● 出題:
地頭についての読解文を読み、次の問いに答えなさい。
(a) 冒頭で、現代はどのような時代だと述べられているか。
(b) 地頭の定義の引用元として挙げられている辞典の名前と発行年は何か。
(c) この記事は何について解説すると述べているか。

● 読解文:
+---+

インターネットが普及し、AIの存在感も増してきている現代は、誰もが幅広い情報にいつでもアクセスできる時代です。だからこそ求められるのは単に知識が多いことよりも、「入ってきた情報を状況に応じて取捨選択し、自分なりの意見や考えを創造する力」ではないでしょうか。
そこで生きてくるのが、「地頭」の良さです。この記事では、地頭がいい人の特徴や地頭の良さを発揮できるシーンにも触れながら、地頭の鍛え方について解説します。
「地頭」の意味や定義とは?
地頭がいい人の特徴
地頭がいい人が活躍できるシーン
地頭を今から良くするためには?
「地頭が良くなった」と考えられるサイン
地頭を良くして重宝される人材になろう!
「地頭」の意味や定義とは?
まず「地頭」という言葉の意味がどんなものなのか、確認してみましょう。
その人に備わっている知力のこと
『新明解国語辞典 第八版』(2020年発行)によると、「詰込みや暗記一辺倒の教育によって身に付けられるものではない、広範な思考力・応用力・洞察力・発想力などの、その人自身に備わる知力」と定義されています。つまり地頭とは、各自にもともと備わっている知恵の働きや、得た知識をもとにロジカルに考える力、次のアイデアを生み出す力を指すと考えられます。

+---+

● データ一覧:
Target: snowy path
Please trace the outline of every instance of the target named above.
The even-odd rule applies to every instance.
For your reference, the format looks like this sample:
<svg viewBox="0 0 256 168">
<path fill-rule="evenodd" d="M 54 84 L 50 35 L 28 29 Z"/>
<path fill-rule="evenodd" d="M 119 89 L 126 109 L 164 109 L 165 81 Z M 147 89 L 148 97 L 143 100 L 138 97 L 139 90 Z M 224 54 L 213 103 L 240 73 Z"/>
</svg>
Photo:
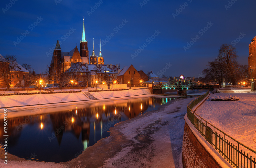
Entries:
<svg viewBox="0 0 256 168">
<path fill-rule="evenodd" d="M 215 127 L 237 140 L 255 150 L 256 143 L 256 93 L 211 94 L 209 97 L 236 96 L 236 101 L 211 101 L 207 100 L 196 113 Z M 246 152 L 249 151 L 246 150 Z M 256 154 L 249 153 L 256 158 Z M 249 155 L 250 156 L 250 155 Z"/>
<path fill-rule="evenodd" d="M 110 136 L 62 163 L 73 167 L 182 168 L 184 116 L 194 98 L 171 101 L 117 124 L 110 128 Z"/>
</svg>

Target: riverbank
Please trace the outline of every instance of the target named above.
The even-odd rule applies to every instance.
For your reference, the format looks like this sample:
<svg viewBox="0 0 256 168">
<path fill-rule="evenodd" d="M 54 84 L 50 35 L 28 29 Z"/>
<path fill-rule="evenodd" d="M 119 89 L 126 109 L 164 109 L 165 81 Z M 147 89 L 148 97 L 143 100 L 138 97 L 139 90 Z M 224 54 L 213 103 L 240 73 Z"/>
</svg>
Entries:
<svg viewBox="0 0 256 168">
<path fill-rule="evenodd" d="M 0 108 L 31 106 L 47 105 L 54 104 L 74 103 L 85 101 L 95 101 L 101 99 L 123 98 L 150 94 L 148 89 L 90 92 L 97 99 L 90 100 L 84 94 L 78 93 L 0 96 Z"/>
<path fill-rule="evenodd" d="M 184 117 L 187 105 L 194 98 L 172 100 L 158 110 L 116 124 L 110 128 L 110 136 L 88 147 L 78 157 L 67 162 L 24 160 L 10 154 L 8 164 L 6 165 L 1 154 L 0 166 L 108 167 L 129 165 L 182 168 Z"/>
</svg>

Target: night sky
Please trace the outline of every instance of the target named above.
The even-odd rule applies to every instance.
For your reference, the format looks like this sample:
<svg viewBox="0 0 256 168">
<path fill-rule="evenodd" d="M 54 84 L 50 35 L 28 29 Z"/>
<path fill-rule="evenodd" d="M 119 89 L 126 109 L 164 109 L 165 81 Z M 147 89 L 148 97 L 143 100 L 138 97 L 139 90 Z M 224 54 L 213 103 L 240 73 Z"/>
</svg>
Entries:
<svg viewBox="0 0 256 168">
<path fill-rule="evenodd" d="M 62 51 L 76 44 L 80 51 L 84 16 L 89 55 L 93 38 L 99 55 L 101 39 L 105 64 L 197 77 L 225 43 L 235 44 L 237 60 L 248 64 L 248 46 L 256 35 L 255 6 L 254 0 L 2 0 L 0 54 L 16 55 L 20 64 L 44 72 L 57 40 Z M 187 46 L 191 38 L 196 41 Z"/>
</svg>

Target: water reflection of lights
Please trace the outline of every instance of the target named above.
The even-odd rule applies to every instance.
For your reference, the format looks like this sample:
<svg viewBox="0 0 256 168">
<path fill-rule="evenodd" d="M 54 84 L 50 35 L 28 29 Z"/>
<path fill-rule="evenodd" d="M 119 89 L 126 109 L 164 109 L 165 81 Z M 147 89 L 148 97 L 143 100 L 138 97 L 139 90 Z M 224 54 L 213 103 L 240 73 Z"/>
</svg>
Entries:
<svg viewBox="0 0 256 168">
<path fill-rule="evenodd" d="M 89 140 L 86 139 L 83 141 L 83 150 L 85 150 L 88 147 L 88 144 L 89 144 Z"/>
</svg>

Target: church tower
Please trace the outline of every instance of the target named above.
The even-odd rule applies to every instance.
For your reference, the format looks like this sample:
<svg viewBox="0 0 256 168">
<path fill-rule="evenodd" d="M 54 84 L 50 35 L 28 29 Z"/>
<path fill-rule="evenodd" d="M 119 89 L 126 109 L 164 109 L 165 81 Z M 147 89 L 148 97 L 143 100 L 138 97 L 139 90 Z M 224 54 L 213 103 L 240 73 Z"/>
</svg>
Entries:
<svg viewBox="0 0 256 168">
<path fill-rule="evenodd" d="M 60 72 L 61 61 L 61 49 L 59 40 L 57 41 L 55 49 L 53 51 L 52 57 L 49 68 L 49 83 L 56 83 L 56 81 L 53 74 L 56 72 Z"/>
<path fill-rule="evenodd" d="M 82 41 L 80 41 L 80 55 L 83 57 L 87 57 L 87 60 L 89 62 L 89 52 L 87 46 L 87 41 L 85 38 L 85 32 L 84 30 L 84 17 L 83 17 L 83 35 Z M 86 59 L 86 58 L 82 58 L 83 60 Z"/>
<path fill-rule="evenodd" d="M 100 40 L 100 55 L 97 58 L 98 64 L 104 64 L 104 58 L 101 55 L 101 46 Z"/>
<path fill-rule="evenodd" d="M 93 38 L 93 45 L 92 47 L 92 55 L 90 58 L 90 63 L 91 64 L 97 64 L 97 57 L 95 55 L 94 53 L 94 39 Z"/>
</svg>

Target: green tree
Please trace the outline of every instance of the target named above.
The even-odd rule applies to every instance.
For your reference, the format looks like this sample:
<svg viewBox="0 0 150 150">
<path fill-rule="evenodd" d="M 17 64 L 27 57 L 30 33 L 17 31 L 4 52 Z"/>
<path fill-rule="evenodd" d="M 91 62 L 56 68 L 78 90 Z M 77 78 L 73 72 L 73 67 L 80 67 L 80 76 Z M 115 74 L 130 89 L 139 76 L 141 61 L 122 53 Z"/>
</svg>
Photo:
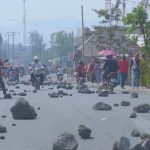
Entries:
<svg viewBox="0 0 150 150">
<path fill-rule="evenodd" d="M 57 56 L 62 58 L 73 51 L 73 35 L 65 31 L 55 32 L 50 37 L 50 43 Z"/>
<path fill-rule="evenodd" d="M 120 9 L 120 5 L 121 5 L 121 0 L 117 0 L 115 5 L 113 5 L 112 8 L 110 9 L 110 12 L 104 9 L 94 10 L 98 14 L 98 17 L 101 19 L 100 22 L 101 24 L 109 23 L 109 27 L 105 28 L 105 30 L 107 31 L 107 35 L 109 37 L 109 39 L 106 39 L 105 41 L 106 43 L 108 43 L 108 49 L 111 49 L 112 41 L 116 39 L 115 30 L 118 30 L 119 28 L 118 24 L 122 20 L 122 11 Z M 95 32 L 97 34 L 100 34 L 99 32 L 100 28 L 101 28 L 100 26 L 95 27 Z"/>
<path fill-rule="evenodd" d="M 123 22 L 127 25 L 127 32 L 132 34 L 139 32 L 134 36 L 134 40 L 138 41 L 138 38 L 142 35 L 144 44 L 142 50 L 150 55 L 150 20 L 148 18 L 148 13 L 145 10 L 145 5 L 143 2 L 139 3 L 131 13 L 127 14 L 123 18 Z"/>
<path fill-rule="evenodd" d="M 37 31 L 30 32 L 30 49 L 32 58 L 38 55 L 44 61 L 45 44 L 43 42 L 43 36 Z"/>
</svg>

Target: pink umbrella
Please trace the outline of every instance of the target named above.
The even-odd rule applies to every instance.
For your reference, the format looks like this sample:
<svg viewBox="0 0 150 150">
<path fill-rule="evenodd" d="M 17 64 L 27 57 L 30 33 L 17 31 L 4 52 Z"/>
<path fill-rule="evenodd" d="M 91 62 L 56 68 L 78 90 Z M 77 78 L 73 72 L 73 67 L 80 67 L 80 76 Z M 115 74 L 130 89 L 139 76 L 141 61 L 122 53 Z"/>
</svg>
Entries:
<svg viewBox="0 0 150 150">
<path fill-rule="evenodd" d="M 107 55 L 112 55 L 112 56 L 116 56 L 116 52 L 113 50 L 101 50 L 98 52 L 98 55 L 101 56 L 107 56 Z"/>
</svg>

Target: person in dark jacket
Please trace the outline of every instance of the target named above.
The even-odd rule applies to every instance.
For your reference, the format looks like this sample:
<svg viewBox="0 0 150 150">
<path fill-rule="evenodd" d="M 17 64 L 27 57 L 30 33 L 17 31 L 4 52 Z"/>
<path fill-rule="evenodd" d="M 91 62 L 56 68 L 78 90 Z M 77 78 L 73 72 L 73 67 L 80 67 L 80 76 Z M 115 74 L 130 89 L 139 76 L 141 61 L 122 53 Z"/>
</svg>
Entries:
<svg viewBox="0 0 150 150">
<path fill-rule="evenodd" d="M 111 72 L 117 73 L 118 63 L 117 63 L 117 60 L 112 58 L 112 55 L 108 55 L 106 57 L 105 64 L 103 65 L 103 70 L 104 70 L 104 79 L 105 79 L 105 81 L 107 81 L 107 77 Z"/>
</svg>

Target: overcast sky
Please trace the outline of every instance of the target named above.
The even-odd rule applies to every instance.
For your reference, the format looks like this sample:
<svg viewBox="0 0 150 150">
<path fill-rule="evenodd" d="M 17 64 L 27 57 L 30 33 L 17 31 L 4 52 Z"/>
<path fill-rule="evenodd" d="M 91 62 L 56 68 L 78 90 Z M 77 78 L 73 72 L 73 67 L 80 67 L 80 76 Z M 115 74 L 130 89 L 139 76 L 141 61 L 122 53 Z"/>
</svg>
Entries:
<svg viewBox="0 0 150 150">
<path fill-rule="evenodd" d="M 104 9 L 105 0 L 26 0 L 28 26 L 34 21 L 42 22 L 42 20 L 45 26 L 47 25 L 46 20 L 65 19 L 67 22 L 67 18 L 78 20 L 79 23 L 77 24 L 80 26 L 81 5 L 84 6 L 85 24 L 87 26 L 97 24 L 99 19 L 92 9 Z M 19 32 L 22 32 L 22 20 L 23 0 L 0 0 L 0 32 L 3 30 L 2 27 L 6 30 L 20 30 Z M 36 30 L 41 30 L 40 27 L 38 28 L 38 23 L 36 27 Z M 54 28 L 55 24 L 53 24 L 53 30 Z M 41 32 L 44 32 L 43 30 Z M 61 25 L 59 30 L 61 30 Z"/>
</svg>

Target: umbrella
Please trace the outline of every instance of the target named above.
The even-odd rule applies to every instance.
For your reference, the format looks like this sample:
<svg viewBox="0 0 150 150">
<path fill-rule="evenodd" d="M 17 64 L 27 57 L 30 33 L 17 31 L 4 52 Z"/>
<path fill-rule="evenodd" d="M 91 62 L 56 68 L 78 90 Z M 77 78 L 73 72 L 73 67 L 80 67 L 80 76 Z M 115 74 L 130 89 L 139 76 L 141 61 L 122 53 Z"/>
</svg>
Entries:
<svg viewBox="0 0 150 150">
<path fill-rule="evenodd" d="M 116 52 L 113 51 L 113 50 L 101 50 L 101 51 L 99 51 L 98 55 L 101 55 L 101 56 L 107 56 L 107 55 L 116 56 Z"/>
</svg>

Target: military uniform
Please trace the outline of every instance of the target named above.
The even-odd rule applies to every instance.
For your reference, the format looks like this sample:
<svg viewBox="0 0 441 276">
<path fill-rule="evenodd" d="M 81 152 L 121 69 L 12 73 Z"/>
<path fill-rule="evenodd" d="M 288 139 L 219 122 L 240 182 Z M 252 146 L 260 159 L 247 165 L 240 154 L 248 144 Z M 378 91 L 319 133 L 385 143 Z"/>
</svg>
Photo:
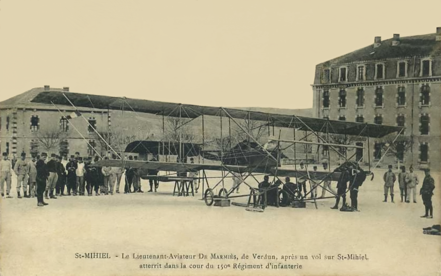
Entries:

+---+

● 解答:
(a) 誰もが幅広い情報にいつでもアクセスできる時代。
(b) 『新明解国語辞典 第八版』、2020年発行。
(c) 地頭の鍛え方について、地頭がいい人の特徴や地頭の良さを発揮できるシーンにも触れながら解説する。